Task description:
Please reproduce each line of the data below as it stands.

START Input for this task

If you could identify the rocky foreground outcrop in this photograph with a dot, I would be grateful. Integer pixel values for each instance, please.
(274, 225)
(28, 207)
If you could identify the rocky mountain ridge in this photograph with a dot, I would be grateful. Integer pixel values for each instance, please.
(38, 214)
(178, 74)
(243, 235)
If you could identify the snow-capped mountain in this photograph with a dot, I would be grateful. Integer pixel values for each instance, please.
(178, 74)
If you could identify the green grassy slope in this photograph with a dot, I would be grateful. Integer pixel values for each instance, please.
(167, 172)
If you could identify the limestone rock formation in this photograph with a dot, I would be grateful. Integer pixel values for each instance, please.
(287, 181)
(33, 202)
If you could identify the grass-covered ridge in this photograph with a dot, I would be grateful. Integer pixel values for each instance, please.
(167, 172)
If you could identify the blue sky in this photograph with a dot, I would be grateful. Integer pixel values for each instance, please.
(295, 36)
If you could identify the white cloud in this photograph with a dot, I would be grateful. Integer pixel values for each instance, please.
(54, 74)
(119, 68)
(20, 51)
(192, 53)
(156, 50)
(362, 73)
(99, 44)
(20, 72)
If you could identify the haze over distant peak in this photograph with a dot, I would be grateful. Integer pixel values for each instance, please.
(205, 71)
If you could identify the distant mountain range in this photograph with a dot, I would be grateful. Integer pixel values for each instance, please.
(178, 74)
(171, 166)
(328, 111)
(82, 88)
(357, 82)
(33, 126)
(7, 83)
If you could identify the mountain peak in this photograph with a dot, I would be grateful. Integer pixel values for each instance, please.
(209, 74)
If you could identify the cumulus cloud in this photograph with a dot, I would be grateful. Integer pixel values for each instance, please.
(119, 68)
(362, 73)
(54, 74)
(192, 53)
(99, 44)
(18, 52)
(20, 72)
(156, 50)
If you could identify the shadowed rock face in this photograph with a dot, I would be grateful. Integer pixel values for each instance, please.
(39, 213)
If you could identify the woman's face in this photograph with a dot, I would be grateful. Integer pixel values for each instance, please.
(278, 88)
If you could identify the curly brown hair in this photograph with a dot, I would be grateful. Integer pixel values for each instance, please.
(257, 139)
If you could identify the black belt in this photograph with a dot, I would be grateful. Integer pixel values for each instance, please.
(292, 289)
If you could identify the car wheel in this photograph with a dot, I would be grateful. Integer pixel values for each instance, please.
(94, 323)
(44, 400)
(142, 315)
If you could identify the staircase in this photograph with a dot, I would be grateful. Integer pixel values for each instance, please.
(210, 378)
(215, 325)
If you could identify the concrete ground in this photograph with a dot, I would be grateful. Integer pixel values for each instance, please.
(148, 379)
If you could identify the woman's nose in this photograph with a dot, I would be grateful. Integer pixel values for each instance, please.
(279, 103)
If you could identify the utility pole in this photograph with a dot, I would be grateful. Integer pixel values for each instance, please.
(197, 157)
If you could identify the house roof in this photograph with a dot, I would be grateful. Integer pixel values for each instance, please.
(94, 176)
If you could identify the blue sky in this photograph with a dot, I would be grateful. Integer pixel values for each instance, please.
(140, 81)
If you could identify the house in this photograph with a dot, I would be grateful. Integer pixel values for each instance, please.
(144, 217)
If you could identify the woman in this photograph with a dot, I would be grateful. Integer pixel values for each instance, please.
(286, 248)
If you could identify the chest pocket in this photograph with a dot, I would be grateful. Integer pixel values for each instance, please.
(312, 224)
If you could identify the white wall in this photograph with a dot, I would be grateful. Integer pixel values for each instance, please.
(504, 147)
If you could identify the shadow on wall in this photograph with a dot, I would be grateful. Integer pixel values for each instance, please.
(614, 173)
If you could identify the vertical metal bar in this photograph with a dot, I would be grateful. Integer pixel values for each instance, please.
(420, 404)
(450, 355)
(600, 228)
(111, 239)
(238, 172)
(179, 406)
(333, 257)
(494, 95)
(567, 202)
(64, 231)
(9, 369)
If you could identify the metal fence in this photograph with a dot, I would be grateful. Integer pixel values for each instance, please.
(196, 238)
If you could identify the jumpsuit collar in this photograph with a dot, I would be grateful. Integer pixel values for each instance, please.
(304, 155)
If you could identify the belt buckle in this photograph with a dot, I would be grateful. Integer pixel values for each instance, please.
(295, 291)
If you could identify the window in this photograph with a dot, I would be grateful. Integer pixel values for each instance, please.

END Input for this task

Answer space:
If you could identify the rocky foreground outcrop in this photograph with a dot, I would be grateful. Integer pixel values for each instance, please.
(274, 225)
(28, 207)
If you could identify the rocky mountain ridge in this photograph with a dot, I would be grateful. Integer pixel values for each instance, please.
(38, 214)
(178, 74)
(243, 235)
If you could identify the snow-capped mountain in this photograph with a dot, I would be grateful. Integer pixel values for each instance, please.
(178, 74)
If you could identify the green grassy slope in this photograph with a dot, I would be grateful. Integer pixel values for each instance, please.
(167, 172)
If you could identify the limestone rock formation in this photograph with a dot, I would be grateful. Integer pixel values for each instance, please.
(287, 181)
(33, 202)
If you could identify the grass-covered ridge in this photograph with a dot, I would be grateful. Integer pixel values for each instance, please.
(167, 172)
If you could identify the blue sky in this photograph with a dot, I would be grateful. Integer pixel values for each instance, please.
(295, 36)
If you could identify the white cloud in this photograph with a dot, I would be grateful. Integer pixel values for each instance, please.
(54, 74)
(119, 68)
(20, 51)
(192, 53)
(156, 50)
(362, 73)
(99, 44)
(20, 72)
If you could identify the haze over distant peak in this photograph with a dot, I would be grateful. Integer pixel values for each instance, please.
(205, 71)
If you could identify the distant mountain range in this photograph with a dot, I would be grateful. Integer pixel values for each instance, please.
(178, 74)
(171, 166)
(328, 111)
(82, 88)
(357, 82)
(33, 126)
(7, 83)
If you could identify the mountain peak in this photograph with a dot, I would be grateful. Integer pixel values for each instance, please.
(209, 74)
If you could identify the cumulus cloud in this photograph with a dot, I would be grateful. Integer pixel values for each instance, please.
(119, 68)
(362, 73)
(54, 74)
(192, 53)
(99, 44)
(18, 52)
(20, 72)
(156, 50)
If you could identify the shadowed rock face in this photograph with a dot, I would be grateful. Integer pixel values for each instance, please.
(39, 213)
If you could identify the woman's face in this photograph with a dot, I would be grateful. Integer pixel values for each instance, please.
(278, 88)
If you could identify the curly brown hair in this photograph with a dot, I would be grateful. Integer pixel values for each instance, please.
(257, 139)
If you could identify the black belt in this photograph with a dot, I would be grateful. Integer pixel values for each instance, please.
(292, 289)
If you could identify the car wheel in this photograph with a dot, I would be grateful. Integer pixel values for each instance, please.
(94, 323)
(44, 400)
(142, 315)
If you could identify the staircase in this photograph with a dot, I would be grateful. Integer pixel values for each instance, please.
(210, 378)
(215, 325)
If you could identify the concrete ground in this photograph with a dot, I would be grateful. Integer pixel values for each instance, please.
(148, 379)
If you could identify the woman's nose in this photograph with a dot, I would be grateful. Integer pixel values for each instance, please.
(279, 103)
If you could identify the utility pole in this photograph with a dot, I would be grateful. Integer pixel values for each instance, please.
(197, 157)
If you could identify the house roof in this photograph with a dot, I would be grateful. Integer pixel values for each instance, please.
(94, 176)
If you could identify the blue sky in this photograph with a dot, I would be grateful. Integer pixel values for each instance, please.
(140, 81)
If you could identify the house in this photograph with a dot, I would be grateful. Integer pixel values for each instance, please.
(144, 217)
If you could identify the woman in this photograph with a dot, I would be grateful. Integer pixel values for each instance, please.
(286, 248)
If you could identify the chest pocket in this photograph with a dot, I would be grateful. Integer pixel values for each instance, please.
(312, 224)
If you could identify the white wall in this photograph with a dot, I would be grateful. Integer pixel values for each instance, please.
(504, 147)
If you could identify the shadow on wall in this photograph with a dot, I would be grateful. Integer pixel values for each instance, please.
(614, 173)
If you could identify the vertical metal bar in this photograph with a dot, I would be grateful. Integer pixel values for each instance, please.
(420, 404)
(450, 355)
(600, 228)
(111, 239)
(238, 172)
(179, 406)
(333, 257)
(494, 95)
(567, 202)
(64, 231)
(9, 369)
If you could identify the metal fence in this photograph with a dot, I would be grateful. Integer pixel values for each instance, please.
(196, 238)
If you could identify the jumpsuit collar in this photograph with a dot, I would be grateful. Integer pixel values for each instance, please.
(304, 155)
If you could identify the belt buckle in this photograph with a dot, I would be grateful. Integer pixel values for each instance, please.
(295, 291)
If you could identify the window in this photograph with a dot, I would be grateful. Integer pixel values for each instance, please.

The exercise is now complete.